Passage for review:
......
HOMEMAKER AND COMPANION AGENCIES - Homemaker and companion agencies provide individuals to aid elderly and disabled individuals with general tasks. Homemakers provide assistance with routine household activities, such as cooking and cleaning. Companions provide assistance during trips and outings and may prepare and serve meals. By law, homemakers and companions may not provide hands-on personal care to a client, such as assistance in bathing or undergarment changing. They may not dispense medications. Homemaker and companion agencies must be registered by the state of Florida and include their registration number in public advertisements. Individual homemakers and companions are required to undergo criminal history checks. Complaints against the agencies may be investigated by the state of Florida, but the individuals are not licensed or inspected by the state.

HOSPICE – Hospice services emphasize comfort measures rather than aggressive curative treatment. Hospice provides a coordinated program of professional services, including pain control and counseling for patients who have a prognosis of six-months or less to live. Counseling and support for the family members and friends of the terminally ill patient are also provided. Hospice services are predominately provided in the patient's home. However, the services are also available in ALFs and nursing homes. Hospice providers are required to be licensed and inspected by the state of Florida.
......
Source information:
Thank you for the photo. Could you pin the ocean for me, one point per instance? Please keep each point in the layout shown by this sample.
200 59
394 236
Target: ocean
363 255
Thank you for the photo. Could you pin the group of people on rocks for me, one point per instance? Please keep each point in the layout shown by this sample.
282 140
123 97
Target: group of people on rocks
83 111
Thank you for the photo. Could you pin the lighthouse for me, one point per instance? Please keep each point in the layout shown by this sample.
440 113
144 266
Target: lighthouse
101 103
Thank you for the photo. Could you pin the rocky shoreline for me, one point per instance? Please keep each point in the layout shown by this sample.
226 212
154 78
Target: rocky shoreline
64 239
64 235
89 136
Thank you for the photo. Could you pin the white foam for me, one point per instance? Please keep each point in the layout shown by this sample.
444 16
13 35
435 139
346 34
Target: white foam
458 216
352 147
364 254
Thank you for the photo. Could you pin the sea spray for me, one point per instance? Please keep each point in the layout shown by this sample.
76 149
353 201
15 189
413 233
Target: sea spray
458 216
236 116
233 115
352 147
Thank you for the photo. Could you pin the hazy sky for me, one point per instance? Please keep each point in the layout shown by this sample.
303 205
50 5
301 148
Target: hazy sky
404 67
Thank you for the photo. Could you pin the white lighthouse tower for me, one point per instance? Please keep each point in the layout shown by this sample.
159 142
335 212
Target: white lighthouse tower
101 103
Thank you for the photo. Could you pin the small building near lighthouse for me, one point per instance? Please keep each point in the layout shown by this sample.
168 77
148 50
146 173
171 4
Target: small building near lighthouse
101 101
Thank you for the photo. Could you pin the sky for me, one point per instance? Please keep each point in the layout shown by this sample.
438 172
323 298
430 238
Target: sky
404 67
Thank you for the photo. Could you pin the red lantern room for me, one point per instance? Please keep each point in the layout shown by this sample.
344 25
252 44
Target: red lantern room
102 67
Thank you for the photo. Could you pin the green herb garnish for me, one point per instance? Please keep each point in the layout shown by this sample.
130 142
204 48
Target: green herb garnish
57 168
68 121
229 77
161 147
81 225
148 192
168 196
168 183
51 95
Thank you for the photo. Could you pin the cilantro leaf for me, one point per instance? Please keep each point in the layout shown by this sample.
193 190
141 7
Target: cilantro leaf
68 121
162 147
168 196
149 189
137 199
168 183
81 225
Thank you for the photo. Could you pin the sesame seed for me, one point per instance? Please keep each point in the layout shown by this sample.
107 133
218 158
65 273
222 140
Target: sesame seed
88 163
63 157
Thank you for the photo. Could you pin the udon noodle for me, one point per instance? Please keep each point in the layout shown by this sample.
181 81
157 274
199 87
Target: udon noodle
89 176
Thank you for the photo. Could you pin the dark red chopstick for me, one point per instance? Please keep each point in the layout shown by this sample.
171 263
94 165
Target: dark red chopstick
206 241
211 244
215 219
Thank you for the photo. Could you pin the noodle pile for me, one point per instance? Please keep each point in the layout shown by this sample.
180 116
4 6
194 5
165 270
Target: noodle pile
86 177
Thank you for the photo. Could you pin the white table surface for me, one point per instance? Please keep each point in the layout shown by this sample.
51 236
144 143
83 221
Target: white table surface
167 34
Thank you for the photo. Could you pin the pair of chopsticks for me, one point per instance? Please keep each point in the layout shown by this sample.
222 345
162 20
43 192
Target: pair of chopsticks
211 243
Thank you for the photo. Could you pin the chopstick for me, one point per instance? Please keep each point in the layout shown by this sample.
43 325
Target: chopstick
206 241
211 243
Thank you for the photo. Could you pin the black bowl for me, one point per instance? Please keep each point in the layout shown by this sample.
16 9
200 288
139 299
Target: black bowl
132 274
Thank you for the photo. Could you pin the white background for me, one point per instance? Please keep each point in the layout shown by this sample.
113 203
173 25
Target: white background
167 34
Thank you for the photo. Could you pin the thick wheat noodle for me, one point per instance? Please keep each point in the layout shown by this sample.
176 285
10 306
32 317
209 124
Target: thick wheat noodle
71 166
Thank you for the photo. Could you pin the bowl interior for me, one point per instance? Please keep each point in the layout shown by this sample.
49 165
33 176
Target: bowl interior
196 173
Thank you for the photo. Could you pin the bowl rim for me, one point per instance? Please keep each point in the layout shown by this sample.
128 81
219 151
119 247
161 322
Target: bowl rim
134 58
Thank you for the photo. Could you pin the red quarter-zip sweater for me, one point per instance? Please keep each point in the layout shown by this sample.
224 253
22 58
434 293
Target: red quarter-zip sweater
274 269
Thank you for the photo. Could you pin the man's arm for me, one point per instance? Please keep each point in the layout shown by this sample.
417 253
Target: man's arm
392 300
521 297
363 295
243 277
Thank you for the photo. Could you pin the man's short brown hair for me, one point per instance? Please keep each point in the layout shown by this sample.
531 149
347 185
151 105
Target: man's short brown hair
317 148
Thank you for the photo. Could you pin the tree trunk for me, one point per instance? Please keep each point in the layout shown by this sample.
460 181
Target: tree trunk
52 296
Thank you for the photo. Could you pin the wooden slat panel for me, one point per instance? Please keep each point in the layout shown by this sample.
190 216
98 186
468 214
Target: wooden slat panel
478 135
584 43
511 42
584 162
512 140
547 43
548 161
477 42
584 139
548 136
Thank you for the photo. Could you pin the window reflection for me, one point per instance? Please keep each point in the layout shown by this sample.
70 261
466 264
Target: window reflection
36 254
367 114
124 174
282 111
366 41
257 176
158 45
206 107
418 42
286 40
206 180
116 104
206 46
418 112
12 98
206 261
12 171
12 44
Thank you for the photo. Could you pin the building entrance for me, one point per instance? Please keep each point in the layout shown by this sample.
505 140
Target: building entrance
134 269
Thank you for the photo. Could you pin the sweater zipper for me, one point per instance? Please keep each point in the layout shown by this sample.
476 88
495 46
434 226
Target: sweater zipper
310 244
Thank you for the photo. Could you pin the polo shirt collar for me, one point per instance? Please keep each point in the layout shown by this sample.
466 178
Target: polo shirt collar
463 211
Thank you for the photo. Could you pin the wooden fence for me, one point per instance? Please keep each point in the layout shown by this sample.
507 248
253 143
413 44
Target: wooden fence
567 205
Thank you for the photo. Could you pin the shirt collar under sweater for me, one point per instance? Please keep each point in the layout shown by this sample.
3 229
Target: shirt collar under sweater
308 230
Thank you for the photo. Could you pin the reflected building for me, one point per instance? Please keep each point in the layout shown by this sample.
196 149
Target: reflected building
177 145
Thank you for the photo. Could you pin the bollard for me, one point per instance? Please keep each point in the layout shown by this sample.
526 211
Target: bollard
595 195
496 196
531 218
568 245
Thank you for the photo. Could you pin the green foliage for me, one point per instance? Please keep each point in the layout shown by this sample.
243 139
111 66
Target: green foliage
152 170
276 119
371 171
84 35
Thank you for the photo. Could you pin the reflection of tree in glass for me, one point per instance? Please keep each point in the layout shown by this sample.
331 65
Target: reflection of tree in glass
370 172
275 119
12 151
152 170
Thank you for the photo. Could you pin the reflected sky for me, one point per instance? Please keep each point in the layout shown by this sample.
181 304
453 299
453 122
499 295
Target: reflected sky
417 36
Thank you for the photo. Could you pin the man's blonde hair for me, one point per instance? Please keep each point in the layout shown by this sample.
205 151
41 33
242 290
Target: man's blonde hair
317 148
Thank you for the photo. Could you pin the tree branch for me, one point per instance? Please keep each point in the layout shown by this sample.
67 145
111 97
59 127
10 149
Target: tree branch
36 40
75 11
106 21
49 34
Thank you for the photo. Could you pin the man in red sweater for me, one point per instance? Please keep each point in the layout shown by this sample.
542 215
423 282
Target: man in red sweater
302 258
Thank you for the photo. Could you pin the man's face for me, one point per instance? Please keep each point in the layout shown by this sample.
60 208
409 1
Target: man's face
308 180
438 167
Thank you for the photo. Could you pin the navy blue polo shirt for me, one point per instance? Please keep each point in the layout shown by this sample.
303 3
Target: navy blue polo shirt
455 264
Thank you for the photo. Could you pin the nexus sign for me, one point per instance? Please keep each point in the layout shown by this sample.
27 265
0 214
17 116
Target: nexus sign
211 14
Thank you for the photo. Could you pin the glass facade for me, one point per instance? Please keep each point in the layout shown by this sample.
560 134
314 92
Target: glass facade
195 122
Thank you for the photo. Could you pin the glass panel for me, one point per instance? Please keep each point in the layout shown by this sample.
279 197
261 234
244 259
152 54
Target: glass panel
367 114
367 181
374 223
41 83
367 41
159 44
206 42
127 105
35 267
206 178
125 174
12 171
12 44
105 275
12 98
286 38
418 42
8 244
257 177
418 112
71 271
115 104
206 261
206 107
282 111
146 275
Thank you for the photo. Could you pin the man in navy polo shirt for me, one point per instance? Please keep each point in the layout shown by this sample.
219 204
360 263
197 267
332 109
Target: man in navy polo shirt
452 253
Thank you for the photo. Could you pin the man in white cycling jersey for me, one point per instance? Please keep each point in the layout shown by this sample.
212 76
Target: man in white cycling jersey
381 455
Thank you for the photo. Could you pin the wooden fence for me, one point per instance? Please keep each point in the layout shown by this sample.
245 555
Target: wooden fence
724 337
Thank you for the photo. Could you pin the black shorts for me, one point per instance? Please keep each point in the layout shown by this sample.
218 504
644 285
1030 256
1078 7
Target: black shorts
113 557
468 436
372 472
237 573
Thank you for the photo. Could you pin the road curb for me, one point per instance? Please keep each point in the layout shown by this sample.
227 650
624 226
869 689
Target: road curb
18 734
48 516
......
Work order 1:
In the care services passage, what must homemaker and companion agencies include in their public advertisements?
Work order 2:
List every setting that the care services passage names as a place where hospice services are provided.
Work only from the care services passage.

Answer 1:
Their registration number.

Answer 2:
- The patient's home
- ALFs
- Nursing homes